PROVIDED DATA Block Start
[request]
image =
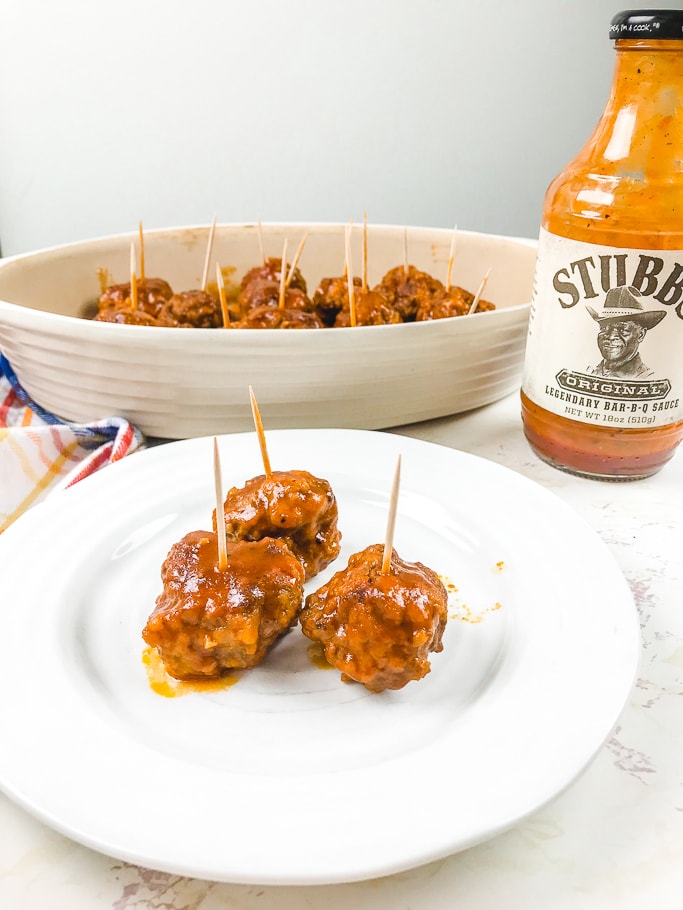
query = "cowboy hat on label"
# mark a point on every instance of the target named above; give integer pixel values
(624, 303)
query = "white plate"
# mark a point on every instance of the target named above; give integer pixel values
(291, 776)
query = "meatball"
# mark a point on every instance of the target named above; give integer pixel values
(193, 309)
(274, 317)
(271, 270)
(332, 296)
(152, 295)
(264, 292)
(378, 628)
(208, 621)
(371, 309)
(447, 302)
(405, 289)
(295, 507)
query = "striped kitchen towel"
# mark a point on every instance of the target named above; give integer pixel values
(40, 453)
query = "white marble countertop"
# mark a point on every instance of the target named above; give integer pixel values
(613, 840)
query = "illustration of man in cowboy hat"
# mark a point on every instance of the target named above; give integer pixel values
(623, 323)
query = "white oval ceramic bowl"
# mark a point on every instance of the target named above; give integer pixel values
(176, 383)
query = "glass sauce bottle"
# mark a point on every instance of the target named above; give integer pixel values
(602, 394)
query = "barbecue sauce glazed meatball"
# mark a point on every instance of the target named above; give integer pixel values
(193, 309)
(271, 270)
(265, 293)
(293, 506)
(371, 309)
(447, 302)
(405, 290)
(332, 296)
(206, 621)
(153, 293)
(378, 629)
(268, 316)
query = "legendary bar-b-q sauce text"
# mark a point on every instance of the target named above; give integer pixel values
(602, 394)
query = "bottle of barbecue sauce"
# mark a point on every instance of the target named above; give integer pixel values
(602, 394)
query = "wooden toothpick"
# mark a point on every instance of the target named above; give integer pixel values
(142, 252)
(391, 520)
(259, 232)
(133, 279)
(259, 432)
(365, 251)
(290, 273)
(207, 258)
(480, 291)
(349, 274)
(220, 284)
(220, 513)
(283, 277)
(451, 258)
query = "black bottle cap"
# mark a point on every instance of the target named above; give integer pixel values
(660, 24)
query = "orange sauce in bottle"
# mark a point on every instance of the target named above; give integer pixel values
(614, 219)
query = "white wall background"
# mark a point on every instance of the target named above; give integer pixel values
(416, 111)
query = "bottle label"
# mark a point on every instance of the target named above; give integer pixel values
(605, 343)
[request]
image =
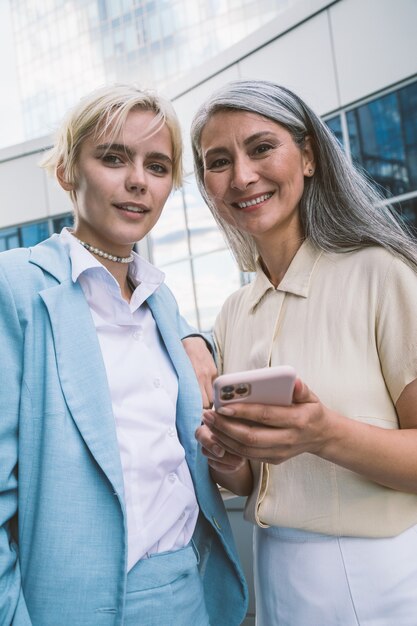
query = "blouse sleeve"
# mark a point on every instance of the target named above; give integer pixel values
(396, 327)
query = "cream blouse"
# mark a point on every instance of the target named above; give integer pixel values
(347, 322)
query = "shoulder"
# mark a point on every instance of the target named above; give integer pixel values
(366, 264)
(26, 268)
(238, 298)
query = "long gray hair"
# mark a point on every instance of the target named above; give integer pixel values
(339, 208)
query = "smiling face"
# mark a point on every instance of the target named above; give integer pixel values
(254, 174)
(122, 183)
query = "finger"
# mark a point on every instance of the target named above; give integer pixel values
(302, 393)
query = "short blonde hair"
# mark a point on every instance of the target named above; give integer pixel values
(108, 107)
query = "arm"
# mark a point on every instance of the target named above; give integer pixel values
(203, 363)
(12, 604)
(275, 434)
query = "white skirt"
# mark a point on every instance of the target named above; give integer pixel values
(309, 579)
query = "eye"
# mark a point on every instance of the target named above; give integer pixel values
(111, 159)
(159, 168)
(262, 149)
(218, 164)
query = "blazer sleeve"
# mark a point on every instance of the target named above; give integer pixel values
(12, 604)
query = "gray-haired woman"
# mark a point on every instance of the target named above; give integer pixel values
(332, 478)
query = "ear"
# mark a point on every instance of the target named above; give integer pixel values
(62, 179)
(308, 157)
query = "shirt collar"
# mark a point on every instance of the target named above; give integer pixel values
(296, 279)
(140, 271)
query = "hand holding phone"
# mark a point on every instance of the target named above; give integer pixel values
(268, 385)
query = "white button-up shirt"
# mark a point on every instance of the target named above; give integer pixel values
(161, 504)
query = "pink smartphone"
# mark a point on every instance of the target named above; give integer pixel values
(268, 385)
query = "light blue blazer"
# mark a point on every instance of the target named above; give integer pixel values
(63, 538)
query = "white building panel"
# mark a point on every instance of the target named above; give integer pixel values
(186, 106)
(375, 45)
(301, 60)
(23, 196)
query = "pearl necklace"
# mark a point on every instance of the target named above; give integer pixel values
(106, 255)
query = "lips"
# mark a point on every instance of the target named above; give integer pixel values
(133, 208)
(244, 204)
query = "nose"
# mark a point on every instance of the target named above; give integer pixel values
(136, 178)
(244, 173)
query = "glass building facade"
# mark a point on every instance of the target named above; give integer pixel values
(64, 48)
(380, 135)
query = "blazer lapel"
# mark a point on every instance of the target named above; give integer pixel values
(80, 364)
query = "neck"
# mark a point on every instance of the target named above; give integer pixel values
(118, 266)
(276, 259)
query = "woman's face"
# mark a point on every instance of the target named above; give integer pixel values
(122, 184)
(254, 173)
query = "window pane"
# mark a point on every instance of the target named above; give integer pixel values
(178, 278)
(383, 139)
(58, 223)
(408, 210)
(216, 277)
(335, 125)
(169, 235)
(9, 238)
(204, 232)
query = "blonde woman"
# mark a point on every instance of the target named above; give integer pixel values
(108, 513)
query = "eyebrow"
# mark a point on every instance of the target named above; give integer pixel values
(261, 134)
(121, 147)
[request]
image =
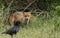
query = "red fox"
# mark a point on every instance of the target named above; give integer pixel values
(20, 16)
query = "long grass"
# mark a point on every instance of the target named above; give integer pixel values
(38, 28)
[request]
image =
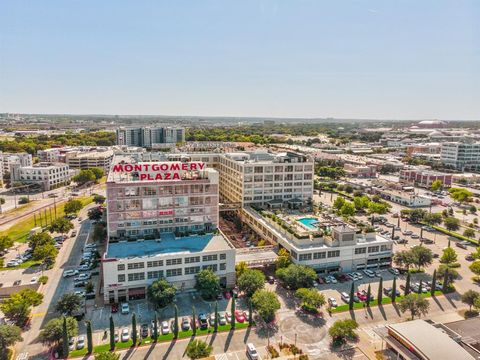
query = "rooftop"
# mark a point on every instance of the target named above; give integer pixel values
(429, 341)
(167, 244)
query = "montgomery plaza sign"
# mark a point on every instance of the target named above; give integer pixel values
(159, 171)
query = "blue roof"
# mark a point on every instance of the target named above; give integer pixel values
(167, 244)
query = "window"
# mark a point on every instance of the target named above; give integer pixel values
(335, 253)
(192, 259)
(155, 263)
(212, 267)
(133, 266)
(210, 257)
(192, 270)
(136, 276)
(155, 274)
(360, 251)
(305, 257)
(177, 261)
(174, 272)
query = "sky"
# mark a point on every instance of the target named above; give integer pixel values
(376, 59)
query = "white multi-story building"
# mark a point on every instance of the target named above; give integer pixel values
(8, 160)
(148, 136)
(462, 156)
(162, 221)
(265, 178)
(129, 267)
(101, 158)
(47, 175)
(343, 251)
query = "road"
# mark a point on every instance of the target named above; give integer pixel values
(68, 257)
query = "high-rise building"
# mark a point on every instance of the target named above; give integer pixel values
(149, 136)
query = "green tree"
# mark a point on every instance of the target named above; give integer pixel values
(18, 305)
(436, 185)
(451, 223)
(161, 293)
(469, 297)
(297, 276)
(84, 176)
(99, 199)
(89, 337)
(112, 334)
(69, 303)
(134, 329)
(5, 243)
(9, 335)
(53, 332)
(251, 281)
(61, 225)
(449, 256)
(266, 303)
(283, 259)
(208, 284)
(72, 207)
(470, 233)
(341, 330)
(198, 349)
(310, 299)
(415, 304)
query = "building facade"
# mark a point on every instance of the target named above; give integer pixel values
(462, 156)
PROVIDED DATA Block End
• _REQUIREMENT_: Only the lines holding the string "white" are needed; copy each of them from the material above.

• _YOUR SOLUTION_:
query = "white plate"
query = "white marble countertop"
query = "white oval ceramic bowl"
query = "white wall background"
query = "white skirt"
query = "white button-up shirt"
query = "white building panel"
query = "white multi-story building"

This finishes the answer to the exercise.